Return, word for word, only the lines from the one containing "Task: point to each instance of the white table" through the last line of the entries.

"""

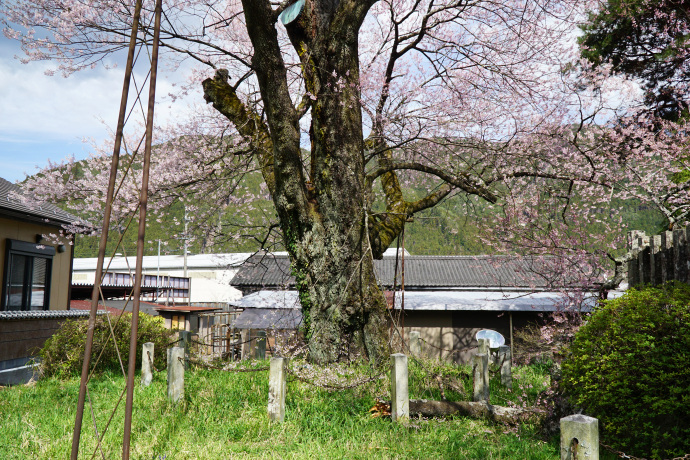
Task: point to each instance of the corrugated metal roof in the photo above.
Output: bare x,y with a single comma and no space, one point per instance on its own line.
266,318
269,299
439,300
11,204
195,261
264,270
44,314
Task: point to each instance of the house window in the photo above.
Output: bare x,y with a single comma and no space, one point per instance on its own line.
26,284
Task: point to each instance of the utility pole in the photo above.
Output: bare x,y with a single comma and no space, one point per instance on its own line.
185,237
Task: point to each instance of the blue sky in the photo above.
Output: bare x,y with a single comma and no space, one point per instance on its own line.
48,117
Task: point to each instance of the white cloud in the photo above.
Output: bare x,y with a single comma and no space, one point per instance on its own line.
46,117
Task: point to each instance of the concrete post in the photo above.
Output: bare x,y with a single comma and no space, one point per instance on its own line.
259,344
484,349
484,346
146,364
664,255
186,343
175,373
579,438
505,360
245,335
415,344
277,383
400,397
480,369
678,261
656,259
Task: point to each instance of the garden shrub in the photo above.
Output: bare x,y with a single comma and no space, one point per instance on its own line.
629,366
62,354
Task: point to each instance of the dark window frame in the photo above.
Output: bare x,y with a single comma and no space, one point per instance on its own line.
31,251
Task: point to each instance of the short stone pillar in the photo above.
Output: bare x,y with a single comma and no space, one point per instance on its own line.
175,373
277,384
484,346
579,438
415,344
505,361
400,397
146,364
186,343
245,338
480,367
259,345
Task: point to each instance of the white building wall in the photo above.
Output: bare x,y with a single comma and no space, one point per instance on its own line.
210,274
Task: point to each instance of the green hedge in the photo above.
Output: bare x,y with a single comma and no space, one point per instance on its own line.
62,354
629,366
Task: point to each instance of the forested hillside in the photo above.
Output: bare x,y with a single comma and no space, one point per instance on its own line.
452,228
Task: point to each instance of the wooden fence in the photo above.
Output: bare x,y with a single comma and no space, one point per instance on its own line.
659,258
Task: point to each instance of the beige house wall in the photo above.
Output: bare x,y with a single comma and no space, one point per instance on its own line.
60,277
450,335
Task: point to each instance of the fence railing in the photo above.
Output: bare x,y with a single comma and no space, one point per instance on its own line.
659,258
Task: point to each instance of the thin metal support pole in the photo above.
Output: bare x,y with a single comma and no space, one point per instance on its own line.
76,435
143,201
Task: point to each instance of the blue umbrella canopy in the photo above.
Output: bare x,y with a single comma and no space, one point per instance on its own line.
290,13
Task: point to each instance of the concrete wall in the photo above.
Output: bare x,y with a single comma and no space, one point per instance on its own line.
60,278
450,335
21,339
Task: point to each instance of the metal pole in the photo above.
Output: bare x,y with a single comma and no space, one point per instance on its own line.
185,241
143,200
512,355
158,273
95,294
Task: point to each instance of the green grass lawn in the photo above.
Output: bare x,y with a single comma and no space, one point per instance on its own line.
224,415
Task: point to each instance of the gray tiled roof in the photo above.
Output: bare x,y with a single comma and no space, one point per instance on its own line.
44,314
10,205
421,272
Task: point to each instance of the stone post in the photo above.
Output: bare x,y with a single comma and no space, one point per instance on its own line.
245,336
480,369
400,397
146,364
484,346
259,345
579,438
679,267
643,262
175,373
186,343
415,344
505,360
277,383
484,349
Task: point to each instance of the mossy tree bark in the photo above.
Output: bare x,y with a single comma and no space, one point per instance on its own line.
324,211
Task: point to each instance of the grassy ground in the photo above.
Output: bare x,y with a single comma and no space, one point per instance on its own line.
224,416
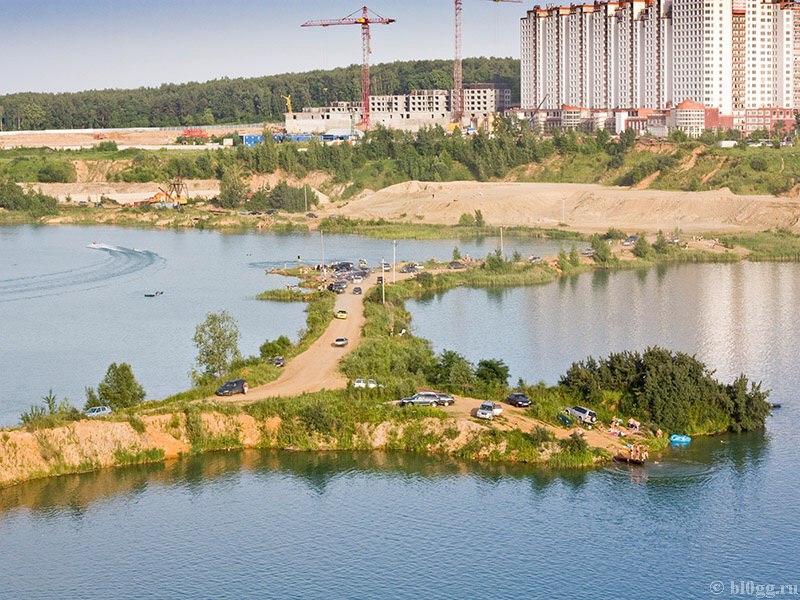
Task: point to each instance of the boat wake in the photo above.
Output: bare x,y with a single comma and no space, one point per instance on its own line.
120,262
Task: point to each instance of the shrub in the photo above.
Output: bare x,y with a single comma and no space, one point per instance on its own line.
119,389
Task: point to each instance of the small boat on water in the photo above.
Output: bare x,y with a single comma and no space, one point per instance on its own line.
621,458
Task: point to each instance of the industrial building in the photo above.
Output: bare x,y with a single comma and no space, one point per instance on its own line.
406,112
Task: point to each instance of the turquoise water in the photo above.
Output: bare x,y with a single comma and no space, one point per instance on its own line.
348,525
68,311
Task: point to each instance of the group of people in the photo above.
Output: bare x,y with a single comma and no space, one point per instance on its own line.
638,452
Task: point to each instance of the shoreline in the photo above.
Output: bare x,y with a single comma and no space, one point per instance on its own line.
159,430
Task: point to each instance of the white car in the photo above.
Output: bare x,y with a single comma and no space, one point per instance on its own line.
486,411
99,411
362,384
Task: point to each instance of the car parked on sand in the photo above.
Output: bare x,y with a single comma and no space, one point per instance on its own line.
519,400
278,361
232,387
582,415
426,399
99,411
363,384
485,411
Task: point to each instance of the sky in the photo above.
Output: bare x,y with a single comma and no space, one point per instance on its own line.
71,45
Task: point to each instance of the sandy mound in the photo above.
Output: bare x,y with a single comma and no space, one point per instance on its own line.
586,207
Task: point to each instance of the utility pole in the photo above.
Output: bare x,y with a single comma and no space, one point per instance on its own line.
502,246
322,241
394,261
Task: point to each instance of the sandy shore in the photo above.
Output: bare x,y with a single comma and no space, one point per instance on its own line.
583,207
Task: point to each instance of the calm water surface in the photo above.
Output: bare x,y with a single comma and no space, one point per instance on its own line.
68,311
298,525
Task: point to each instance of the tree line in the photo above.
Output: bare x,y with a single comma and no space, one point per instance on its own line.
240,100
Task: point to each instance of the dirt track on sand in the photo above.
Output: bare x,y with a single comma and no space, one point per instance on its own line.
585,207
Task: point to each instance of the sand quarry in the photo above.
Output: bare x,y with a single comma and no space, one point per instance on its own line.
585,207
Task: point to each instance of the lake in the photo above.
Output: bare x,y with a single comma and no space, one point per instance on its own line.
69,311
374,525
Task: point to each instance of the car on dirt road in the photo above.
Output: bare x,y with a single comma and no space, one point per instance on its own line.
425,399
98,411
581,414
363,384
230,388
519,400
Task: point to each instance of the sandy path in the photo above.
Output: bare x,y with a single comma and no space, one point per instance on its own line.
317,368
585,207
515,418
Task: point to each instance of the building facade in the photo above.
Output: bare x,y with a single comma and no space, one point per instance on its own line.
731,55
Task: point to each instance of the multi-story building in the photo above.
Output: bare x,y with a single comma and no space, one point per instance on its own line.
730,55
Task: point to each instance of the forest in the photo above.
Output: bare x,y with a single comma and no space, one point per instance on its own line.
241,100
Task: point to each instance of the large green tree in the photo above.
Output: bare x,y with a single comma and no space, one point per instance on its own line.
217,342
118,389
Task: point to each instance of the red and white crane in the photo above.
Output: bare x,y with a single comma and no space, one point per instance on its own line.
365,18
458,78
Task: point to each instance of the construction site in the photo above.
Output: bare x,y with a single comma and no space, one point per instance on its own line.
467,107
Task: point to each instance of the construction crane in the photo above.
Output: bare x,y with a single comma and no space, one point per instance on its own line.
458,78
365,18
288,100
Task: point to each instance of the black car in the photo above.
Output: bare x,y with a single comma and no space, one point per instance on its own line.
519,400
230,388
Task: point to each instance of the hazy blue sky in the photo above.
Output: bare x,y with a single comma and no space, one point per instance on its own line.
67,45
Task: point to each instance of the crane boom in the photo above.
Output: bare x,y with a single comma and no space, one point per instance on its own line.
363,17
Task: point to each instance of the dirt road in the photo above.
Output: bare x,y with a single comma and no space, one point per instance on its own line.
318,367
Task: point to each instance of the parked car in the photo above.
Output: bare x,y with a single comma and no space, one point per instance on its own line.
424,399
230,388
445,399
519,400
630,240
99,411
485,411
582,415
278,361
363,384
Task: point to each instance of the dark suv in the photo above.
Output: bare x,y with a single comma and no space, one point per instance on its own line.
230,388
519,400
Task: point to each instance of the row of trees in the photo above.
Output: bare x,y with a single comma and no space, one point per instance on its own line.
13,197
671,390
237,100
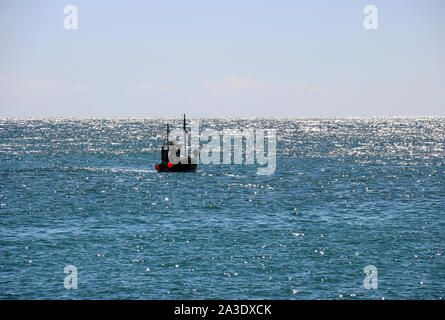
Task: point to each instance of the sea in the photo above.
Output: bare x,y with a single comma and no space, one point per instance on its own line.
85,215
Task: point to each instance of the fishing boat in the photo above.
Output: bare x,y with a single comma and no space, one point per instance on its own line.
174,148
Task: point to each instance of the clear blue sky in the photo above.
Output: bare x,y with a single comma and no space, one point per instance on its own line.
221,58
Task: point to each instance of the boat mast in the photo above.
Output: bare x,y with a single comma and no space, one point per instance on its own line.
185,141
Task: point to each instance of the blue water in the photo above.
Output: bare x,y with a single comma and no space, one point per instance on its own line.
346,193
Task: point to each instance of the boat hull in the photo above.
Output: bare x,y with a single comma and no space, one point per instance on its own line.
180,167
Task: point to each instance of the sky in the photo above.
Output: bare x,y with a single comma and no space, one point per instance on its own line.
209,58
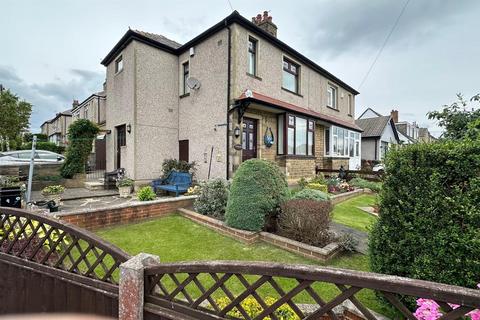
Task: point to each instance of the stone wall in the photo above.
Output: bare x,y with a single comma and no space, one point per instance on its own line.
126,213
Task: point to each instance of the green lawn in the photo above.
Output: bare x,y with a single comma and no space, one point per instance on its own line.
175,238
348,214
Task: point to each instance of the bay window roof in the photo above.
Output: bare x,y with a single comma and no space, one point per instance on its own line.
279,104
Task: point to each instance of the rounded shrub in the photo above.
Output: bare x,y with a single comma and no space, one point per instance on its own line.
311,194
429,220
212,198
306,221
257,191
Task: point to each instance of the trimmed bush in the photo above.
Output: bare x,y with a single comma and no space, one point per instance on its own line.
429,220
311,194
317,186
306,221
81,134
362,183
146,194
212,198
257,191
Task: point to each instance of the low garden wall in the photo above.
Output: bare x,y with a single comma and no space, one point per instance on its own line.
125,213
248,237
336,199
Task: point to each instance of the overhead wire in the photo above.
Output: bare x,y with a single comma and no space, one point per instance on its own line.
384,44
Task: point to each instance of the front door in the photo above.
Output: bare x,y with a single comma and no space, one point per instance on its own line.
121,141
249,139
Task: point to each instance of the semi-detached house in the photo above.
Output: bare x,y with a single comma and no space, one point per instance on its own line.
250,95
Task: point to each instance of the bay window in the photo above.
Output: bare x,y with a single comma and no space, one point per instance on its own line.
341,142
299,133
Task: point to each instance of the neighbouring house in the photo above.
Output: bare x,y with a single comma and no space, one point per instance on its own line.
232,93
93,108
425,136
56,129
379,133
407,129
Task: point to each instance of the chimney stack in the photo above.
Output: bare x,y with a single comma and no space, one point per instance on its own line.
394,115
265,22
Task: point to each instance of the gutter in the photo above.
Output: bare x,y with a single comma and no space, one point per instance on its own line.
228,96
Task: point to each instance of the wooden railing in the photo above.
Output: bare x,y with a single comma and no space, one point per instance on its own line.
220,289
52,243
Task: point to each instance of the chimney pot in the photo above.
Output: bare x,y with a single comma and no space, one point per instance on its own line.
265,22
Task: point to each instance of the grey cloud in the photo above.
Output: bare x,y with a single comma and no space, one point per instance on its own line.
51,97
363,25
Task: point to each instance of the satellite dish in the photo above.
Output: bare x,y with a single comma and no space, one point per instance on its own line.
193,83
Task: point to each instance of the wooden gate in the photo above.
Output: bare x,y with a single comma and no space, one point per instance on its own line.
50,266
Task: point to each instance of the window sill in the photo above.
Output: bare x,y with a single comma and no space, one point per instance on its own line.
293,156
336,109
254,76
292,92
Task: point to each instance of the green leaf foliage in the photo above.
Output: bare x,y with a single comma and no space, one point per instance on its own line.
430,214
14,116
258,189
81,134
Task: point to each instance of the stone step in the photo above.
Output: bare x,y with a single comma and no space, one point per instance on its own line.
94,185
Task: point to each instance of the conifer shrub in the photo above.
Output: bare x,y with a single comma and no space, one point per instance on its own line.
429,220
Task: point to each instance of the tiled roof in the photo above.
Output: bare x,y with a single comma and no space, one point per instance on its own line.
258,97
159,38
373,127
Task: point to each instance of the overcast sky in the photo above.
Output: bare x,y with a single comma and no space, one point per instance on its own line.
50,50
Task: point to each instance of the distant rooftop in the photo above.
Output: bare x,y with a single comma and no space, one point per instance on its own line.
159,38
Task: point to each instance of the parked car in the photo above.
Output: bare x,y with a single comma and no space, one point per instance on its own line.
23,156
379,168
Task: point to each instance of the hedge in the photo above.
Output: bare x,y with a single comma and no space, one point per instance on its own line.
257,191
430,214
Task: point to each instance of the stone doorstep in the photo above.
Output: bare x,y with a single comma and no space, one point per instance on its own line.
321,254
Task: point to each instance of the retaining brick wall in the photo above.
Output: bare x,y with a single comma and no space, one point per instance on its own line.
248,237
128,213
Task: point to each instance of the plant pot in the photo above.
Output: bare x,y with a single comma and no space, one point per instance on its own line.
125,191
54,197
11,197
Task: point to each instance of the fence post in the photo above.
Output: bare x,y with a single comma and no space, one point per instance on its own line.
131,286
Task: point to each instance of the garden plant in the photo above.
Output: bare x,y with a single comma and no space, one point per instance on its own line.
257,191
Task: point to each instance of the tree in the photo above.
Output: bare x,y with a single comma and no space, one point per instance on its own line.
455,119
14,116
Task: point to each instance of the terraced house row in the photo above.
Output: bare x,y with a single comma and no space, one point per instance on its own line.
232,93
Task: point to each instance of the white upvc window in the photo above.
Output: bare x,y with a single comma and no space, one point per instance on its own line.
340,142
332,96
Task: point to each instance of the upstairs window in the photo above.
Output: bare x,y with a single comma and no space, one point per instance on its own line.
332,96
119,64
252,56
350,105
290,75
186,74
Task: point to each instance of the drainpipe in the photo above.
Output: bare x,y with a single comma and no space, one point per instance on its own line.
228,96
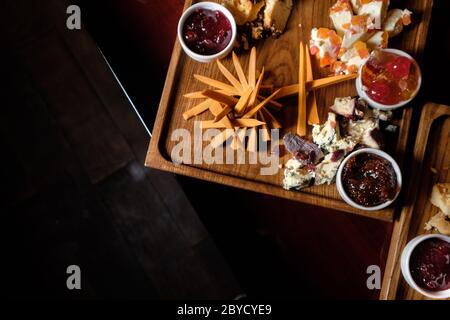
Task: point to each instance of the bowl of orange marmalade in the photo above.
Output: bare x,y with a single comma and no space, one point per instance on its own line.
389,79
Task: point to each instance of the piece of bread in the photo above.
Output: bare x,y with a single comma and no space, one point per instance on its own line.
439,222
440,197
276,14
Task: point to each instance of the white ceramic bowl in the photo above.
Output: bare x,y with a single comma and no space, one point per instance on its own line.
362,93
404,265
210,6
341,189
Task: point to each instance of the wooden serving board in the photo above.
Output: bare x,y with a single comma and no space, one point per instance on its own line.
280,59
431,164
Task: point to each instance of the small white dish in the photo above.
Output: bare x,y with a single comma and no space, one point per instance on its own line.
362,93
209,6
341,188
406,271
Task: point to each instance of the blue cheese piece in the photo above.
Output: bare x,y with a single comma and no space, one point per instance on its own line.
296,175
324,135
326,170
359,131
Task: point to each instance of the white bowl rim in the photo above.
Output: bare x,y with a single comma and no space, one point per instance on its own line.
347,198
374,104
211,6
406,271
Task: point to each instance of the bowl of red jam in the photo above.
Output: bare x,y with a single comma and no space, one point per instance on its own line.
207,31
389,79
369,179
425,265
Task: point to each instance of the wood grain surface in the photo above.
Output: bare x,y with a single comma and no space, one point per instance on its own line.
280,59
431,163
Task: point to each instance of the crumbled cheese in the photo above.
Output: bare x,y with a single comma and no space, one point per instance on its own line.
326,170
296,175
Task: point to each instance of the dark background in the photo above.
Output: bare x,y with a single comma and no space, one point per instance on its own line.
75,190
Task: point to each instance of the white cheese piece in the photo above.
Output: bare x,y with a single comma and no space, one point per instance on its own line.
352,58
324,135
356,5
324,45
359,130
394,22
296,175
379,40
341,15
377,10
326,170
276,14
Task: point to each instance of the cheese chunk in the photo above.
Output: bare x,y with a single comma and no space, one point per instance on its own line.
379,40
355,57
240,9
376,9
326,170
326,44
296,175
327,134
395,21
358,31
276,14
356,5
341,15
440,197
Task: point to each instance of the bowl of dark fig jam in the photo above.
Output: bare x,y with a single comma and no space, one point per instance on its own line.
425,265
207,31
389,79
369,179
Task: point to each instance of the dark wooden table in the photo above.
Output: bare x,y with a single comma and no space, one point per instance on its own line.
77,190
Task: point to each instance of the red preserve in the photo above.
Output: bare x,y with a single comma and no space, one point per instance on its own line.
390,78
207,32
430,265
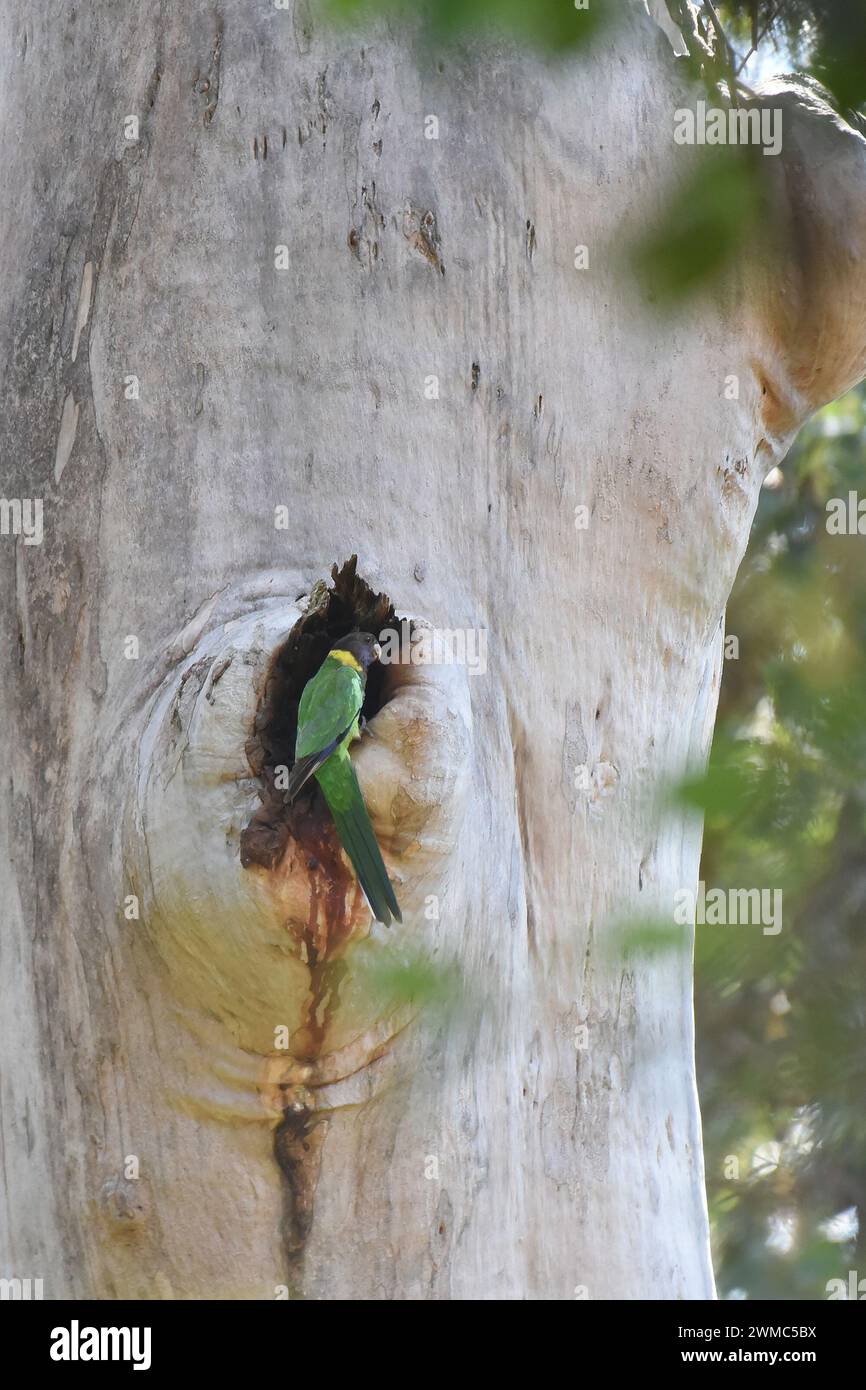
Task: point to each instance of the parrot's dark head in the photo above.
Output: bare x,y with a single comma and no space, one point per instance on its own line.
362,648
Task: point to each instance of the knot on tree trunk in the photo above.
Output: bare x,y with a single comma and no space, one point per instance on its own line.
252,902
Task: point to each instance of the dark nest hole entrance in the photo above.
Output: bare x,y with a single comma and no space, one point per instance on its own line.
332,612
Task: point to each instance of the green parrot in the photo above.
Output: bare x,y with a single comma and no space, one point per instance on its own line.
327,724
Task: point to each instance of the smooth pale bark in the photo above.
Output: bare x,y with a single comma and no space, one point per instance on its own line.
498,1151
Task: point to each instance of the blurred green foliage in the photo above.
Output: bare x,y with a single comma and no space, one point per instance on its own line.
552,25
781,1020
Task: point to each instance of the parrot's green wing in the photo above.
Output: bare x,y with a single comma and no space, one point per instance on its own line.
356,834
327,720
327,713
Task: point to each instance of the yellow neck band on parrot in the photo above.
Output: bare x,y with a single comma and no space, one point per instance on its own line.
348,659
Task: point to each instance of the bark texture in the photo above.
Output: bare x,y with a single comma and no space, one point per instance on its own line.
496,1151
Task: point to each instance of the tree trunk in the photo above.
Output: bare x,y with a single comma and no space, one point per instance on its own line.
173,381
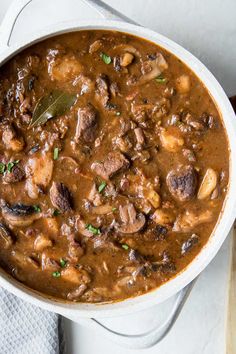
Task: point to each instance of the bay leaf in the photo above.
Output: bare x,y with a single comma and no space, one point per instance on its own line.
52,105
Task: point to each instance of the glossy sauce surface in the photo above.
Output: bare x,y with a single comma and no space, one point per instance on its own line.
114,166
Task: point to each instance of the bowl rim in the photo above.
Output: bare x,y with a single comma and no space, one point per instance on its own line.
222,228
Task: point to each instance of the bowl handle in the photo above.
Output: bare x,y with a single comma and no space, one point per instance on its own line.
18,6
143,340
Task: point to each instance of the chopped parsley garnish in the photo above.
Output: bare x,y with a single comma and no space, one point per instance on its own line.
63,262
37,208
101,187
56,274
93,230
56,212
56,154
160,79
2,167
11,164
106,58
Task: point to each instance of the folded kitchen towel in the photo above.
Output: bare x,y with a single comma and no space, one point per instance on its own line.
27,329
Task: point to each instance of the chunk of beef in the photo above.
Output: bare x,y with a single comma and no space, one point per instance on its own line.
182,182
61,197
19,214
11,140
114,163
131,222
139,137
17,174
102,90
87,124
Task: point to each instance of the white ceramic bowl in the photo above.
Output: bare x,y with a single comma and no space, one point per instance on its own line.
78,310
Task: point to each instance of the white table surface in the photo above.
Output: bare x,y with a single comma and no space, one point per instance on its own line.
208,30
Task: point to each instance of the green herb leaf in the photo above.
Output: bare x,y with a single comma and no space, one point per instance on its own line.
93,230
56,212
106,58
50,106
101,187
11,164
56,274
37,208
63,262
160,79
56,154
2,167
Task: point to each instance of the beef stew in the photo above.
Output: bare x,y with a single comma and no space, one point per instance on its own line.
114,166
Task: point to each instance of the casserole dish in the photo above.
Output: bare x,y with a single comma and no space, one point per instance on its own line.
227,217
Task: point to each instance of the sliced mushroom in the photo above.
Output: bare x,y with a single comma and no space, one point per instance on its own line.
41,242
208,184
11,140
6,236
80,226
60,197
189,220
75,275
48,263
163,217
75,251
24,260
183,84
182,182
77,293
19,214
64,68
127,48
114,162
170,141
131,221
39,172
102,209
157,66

"""

- [Task answer]:
Task: point to each instance of the white table surface in the photo above.
Output: bare x,y with a single comma and no space, one point per instance on its own line.
208,30
Task: point to each instance of the green herb leaf in the photo above.
Output: bare x,y with a single comma and no space, one point per instance on its own line.
93,230
56,212
106,58
50,106
101,187
11,164
56,274
37,208
63,262
160,79
56,154
2,167
Task: point to each instance of the beef stew in the photo above.
Output: bare x,y with a single comma and no space, one point per instance on its own line.
114,166
Task: point to each instance of the casserole dish in the photo above.
Output: bare x,y with a single comma and no space, one point per instance on its own line.
227,217
Task: point to each instance of the sliced mushroom in the photo above.
Output: bare x,y with a single comma and no space, one point per instance on its own line.
41,242
208,184
11,140
6,236
80,226
60,197
189,220
75,275
48,263
163,217
75,251
24,260
183,84
182,182
77,293
19,214
64,68
127,48
114,162
170,141
131,221
39,172
102,209
157,66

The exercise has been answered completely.